WRITTEN INSTRUCTION: Which lines below contain the word "green"? Report each of them in full, treating uppercase and lowercase as different.
** START DATA LINES **
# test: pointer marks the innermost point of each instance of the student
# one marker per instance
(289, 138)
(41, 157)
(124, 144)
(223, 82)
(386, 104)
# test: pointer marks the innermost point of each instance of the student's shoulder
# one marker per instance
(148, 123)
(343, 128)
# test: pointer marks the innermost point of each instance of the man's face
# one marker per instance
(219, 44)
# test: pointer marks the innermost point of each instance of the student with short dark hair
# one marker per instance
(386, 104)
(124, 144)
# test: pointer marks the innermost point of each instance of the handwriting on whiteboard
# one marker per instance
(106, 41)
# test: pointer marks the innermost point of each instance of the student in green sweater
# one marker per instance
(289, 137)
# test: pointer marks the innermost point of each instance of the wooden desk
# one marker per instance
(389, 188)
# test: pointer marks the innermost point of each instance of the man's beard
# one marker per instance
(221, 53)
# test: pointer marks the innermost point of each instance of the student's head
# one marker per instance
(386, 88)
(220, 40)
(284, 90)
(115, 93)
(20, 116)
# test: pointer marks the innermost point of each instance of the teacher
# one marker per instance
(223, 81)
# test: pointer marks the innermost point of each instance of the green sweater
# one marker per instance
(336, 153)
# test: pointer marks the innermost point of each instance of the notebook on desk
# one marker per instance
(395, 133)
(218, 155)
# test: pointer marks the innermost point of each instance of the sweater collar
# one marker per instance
** END DATA LINES **
** START DATA LINES **
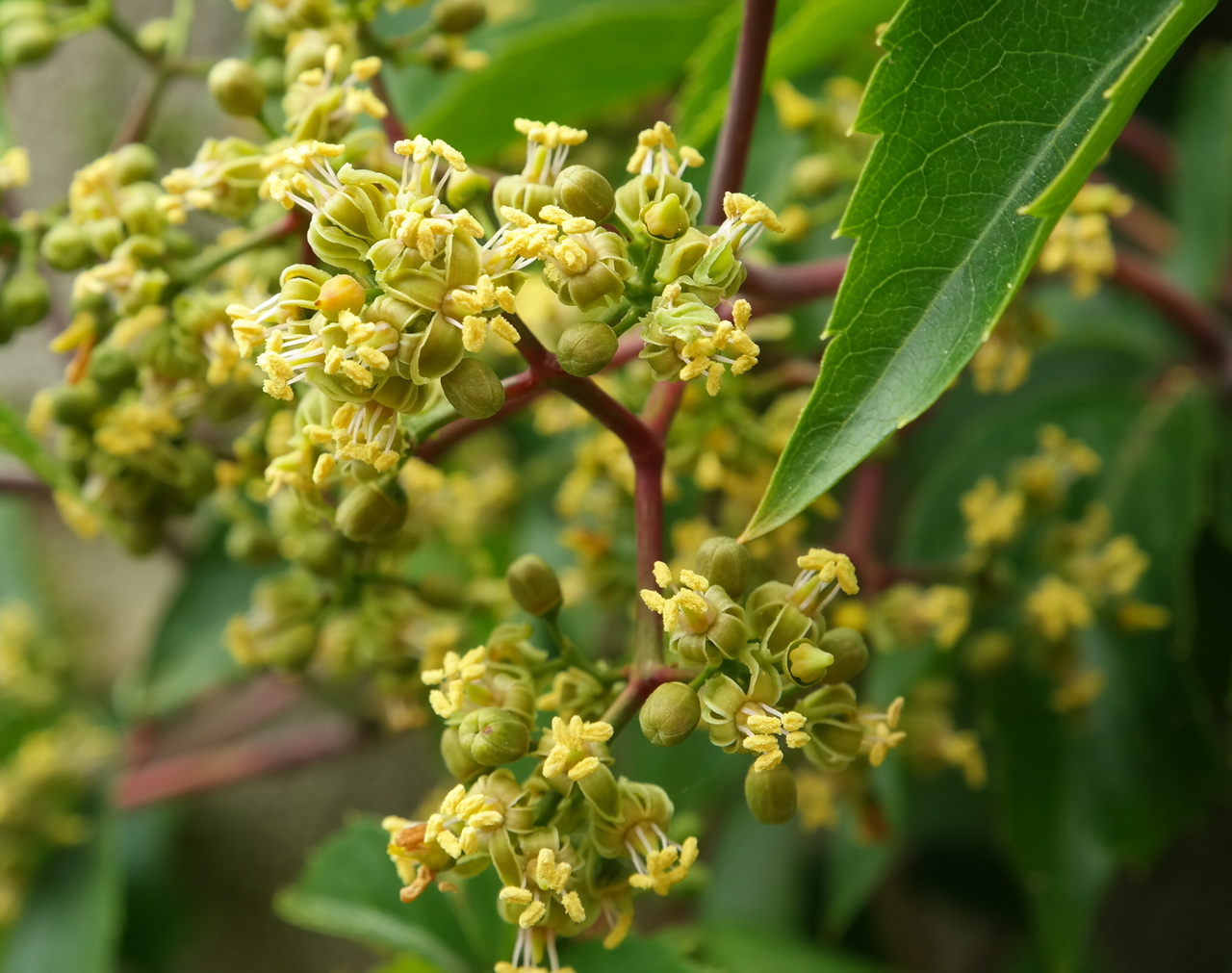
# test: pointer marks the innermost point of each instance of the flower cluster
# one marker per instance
** END DATA LINES **
** START DATA LINES **
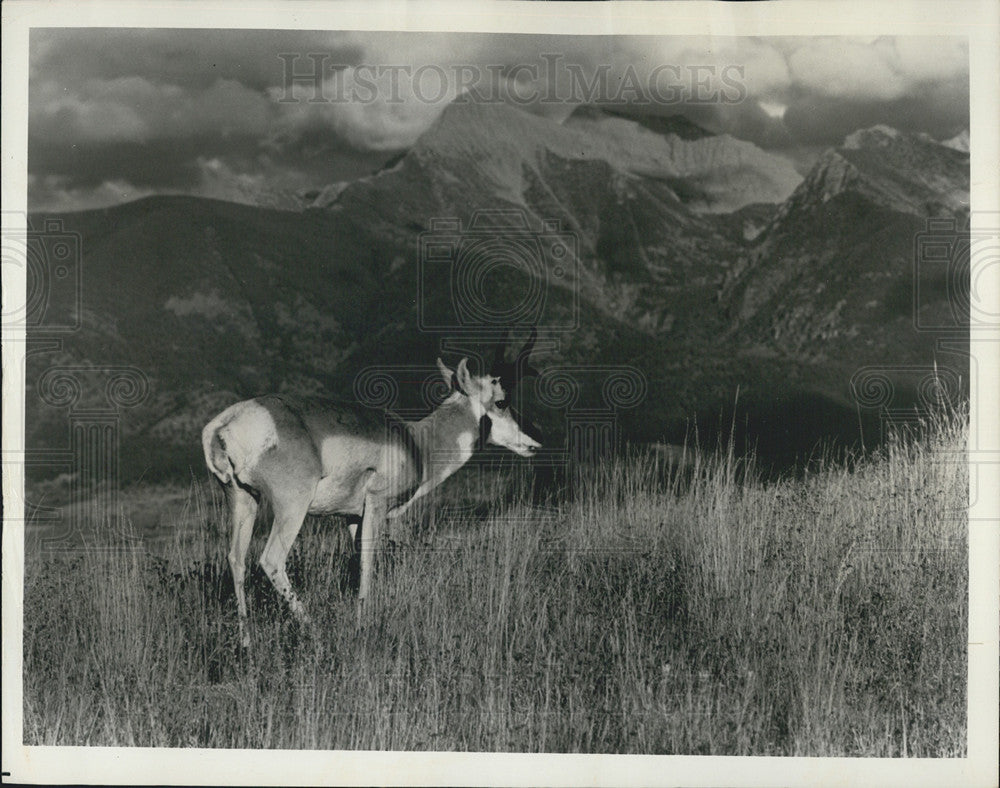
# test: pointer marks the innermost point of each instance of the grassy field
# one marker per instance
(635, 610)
** END DATA LINES **
COMPLETED EXERCISE:
# test: pointer marks the innermost point of each instance of the student in green sweater
# test: pointer marks the innermost point of each instance of the green sweater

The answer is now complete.